[[ Working data, beginning ]]
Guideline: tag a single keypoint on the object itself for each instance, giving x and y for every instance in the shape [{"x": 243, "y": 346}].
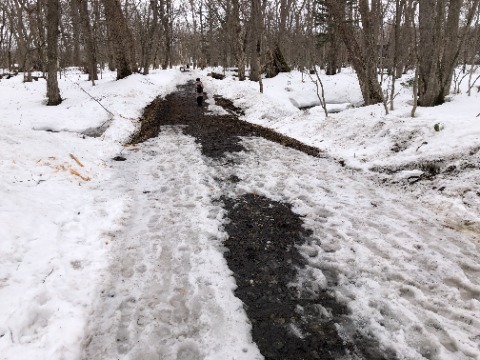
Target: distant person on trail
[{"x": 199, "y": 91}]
[[ Working data, end ]]
[[ Working data, beginning ]]
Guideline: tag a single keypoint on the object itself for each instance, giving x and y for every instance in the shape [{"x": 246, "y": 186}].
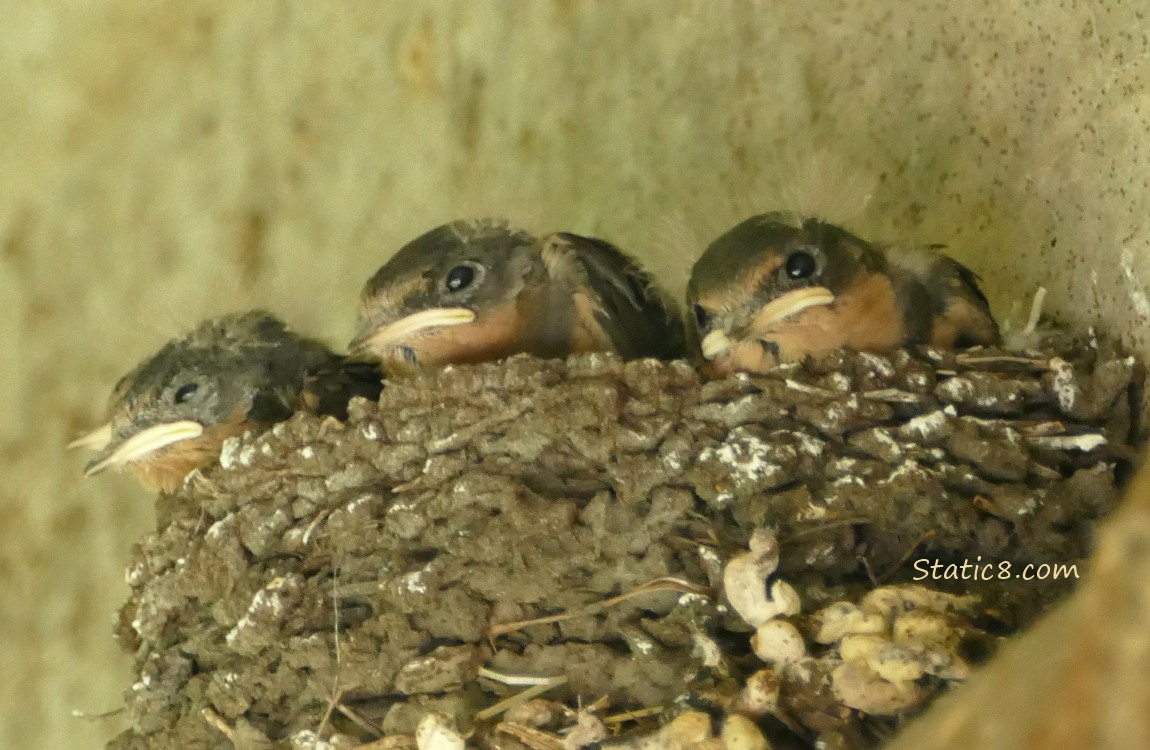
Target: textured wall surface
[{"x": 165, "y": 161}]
[[ Working data, end ]]
[[ Working data, beginning ]]
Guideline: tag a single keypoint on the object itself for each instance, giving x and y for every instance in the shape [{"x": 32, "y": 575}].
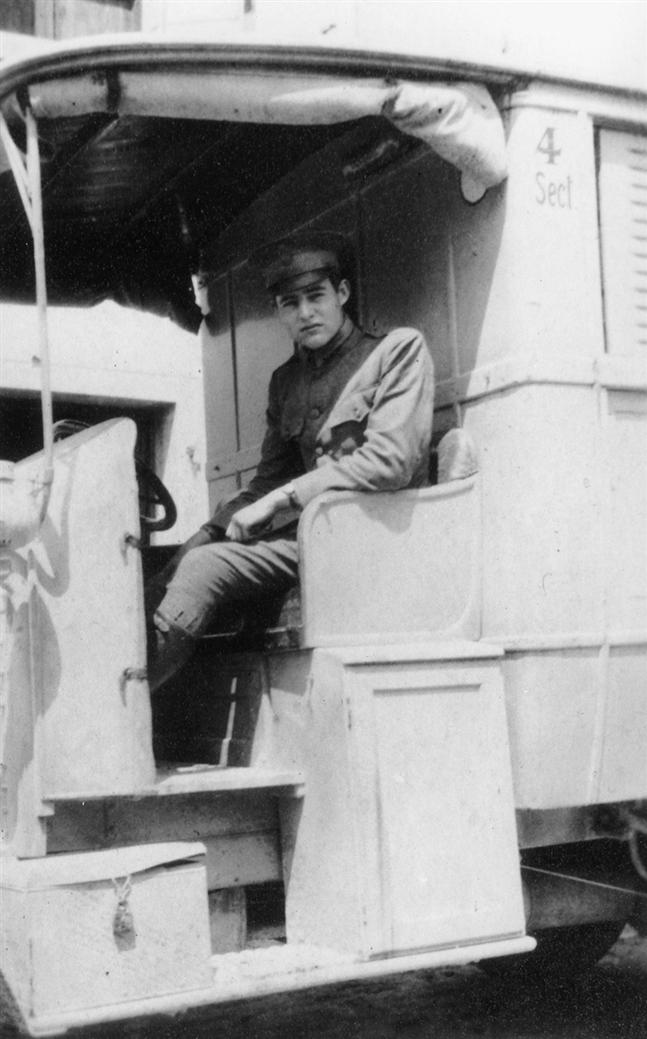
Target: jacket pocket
[[ Working data, end ]]
■ **Activity**:
Check each line of the listing above, and copy it if it contains the word "itself".

■ **The answer**:
Guideline: tag a single keypoint on the object itself for each instance, giving x and y for every instance in the shape [{"x": 243, "y": 346}].
Guideline: tag a single keypoint on the object itself for each instance, giving x and y for every instance in the shape [{"x": 246, "y": 186}].
Guideline: tag a single keypoint on the object itself for each instance, giving x and y for every instance in the shape [{"x": 32, "y": 575}].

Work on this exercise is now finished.